Copy every entry word for word, but skip the pictures.

*DATA SHOWN*:
[Start of Attachment]

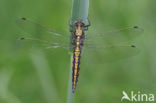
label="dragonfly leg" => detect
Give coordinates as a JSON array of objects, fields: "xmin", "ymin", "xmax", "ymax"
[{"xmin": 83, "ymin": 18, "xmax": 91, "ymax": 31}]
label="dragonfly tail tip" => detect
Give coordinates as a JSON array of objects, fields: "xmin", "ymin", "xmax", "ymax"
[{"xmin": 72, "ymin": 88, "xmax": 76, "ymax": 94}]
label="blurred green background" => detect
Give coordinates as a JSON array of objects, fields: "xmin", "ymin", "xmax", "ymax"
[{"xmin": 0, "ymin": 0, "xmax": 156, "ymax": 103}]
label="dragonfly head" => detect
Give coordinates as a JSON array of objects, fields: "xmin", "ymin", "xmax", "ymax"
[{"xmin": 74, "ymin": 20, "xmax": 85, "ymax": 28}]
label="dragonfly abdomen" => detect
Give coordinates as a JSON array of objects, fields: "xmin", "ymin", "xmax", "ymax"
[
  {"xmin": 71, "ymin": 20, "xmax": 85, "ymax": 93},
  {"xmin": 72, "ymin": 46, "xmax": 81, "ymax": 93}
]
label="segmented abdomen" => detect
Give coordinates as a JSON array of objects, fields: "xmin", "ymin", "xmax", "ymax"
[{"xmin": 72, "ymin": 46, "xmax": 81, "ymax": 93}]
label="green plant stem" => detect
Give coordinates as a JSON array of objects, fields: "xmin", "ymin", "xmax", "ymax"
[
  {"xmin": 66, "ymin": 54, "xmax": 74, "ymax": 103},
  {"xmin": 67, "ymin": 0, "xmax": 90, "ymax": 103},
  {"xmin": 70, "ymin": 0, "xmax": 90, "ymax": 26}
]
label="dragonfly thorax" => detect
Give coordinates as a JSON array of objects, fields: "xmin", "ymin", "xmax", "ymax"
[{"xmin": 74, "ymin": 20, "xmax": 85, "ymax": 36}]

[End of Attachment]

*RESULT*:
label="dragonfly leg" => detect
Give coordinates as a JSON array of objects, fields: "xmin", "ymin", "xmax", "ymax"
[{"xmin": 83, "ymin": 18, "xmax": 91, "ymax": 31}]
label="dragonfly tail tip" => detect
Give coordinates as a JSON array of objects, fields: "xmin", "ymin", "xmax", "ymax"
[{"xmin": 72, "ymin": 88, "xmax": 76, "ymax": 94}]
label="blurred green background" => detect
Give coordinates as a JSON array of objects, fields: "xmin", "ymin", "xmax", "ymax"
[{"xmin": 0, "ymin": 0, "xmax": 156, "ymax": 103}]
label="dragonfly head" => detect
Give coordinates as a JSON array of objects, fields: "xmin", "ymin", "xmax", "ymax"
[{"xmin": 74, "ymin": 20, "xmax": 85, "ymax": 28}]
label="dragonfly abdomen" => detect
Give coordinates as a JSON array of objects, fields: "xmin", "ymin", "xmax", "ymax"
[
  {"xmin": 71, "ymin": 20, "xmax": 85, "ymax": 93},
  {"xmin": 72, "ymin": 46, "xmax": 81, "ymax": 93}
]
label="segmented abdomen" => detect
Give coordinates as a JSON array of objects, fields: "xmin", "ymin", "xmax", "ymax"
[{"xmin": 72, "ymin": 46, "xmax": 81, "ymax": 93}]
label="green plant stem" => detect
Give coordinates as a JSON array of objects, fields: "xmin", "ymin", "xmax", "ymax"
[
  {"xmin": 66, "ymin": 54, "xmax": 74, "ymax": 103},
  {"xmin": 67, "ymin": 0, "xmax": 90, "ymax": 103},
  {"xmin": 70, "ymin": 0, "xmax": 90, "ymax": 26}
]
label="dragonfly thorax" => detect
Give coordinates as a JSON array of objects, fields: "xmin", "ymin", "xmax", "ymax"
[{"xmin": 74, "ymin": 20, "xmax": 85, "ymax": 36}]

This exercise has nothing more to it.